記事:
....................
世界シェア1位! ニッチな市場をガッチリつかむ企業セット

株はテーマで斬れ!/ 日興フロッギー編集部山口 洋佑

「ものづくり大国日本」と聞くと、思い浮かべるのはやっぱり自動車や機械が多いのではないでしょうか。実はこれ以外にも、日本には世界トップの企業がたくさんあります。意外な分野で、世界を制した日本の企業をみてみましょう。

意外な地域でウィッグ・カツラがバカ売れ中!【カネカ】

世界のなかで、ウィッグ(カツラ)が欠かせないアイテムとなっている地域があります。実はアフリカでは、ウィッグが大流行しています。アフリカは、髪質がカールの人が多いため、ウィッグをつかって別の髪型を楽しむのです。

そんなアフリカ市場で50%以上ものシェアを獲得し、世界でもトップを維持しつづけている会社が「 カネカ 」です。カネカは、人間の髪にかぎりなく近いタンパク繊維を、世界で初めて開発しました。この製品がすぐれているところは、ほかの合成繊維と異なり、燃えにくい点。おかげで、料理などの家事も安心してできるようになりました。また、これまでの合成繊維ではできなかった、ヘアアイロンでのカールセットもできるようになりました。

地球上最後の巨大マーケット、「最後のフロンティア」として注目されるアフリカ。そんな魅力的な地域のニーズをガッチリつかんだカネカの今後が楽しみです。

紫外線からお肌を守る! 微粒子酸化チタンで世界一【テイカ】

これからの季節に欠かせない日焼け止めですが、金属の粉から作られているのをご存知ですか? 実は多くの日焼け止めには「微粒子酸化チタン」が入っています。紫外線を遮断し、透明性も高い、魔法のような金属です。

この微粒子酸化チタンで世界シェアトップを誇るのは、「 テイカ 」です。1951年から酸化チタンの製造を開始し、独自の技術を蓄積してきました。酸化チタンの粒子の大きさや形状を工夫することで、この分野の発展をリードしてきました。しかも、微粒子酸化チタンのすごいところは紫外線カットにとどまりません。無毒性、安定性、耐久性に優れており、自動車の塗料やカラーコピー機のトナー、プラスチック、ゴム、繊維と幅広い製品に使われています。
....................
位置特定の項目:
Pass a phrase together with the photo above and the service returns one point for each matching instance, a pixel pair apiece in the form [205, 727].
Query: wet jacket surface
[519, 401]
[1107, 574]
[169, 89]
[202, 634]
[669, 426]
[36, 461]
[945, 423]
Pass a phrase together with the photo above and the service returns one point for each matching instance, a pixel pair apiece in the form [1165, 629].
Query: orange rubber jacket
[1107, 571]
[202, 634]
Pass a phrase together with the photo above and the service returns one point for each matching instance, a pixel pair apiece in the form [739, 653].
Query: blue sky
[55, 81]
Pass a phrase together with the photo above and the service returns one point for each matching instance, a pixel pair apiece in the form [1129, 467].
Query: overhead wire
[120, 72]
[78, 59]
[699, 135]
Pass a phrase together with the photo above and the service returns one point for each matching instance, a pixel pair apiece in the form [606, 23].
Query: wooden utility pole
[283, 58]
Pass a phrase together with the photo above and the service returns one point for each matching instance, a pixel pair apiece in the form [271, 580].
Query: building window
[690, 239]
....................
取り組む課題:
**a.** 記事によると、テイカが酸化チタンの製造を開始したのは何年ですか。
**b.** 一覧のうち「form [739, 653].」を含む行から一覧の最後の行まで(両端を含む)を、「依頼」と「回答」の2列を持つCSVとして表してください。依頼1件につき1行とし、本文と回答はそれぞれ二重引用符で囲んだ1つのフィールドに収め、改行は空白に置き換えてください。
記事と一覧は、それぞれ別の出典から取られたものです。

最終回答:
**a.** 1951年です。

**b.**
依頼,回答
"Pass a phrase together with the photo above and the service returns one point for each matching instance, a pixel pair apiece in the form [739, 653]. Query: blue sky","[55, 81]"
"Pass a phrase together with the photo above and the service returns one point for each matching instance, a pixel pair apiece in the form [1129, 467]. Query: overhead wire","[120, 72] [78, 59] [699, 135]"
"Pass a phrase together with the photo above and the service returns one point for each matching instance, a pixel pair apiece in the form [606, 23]. Query: wooden utility pole","[283, 58]"
"Pass a phrase together with the photo above and the service returns one point for each matching instance, a pixel pair apiece in the form [271, 580]. Query: building window","[690, 239]"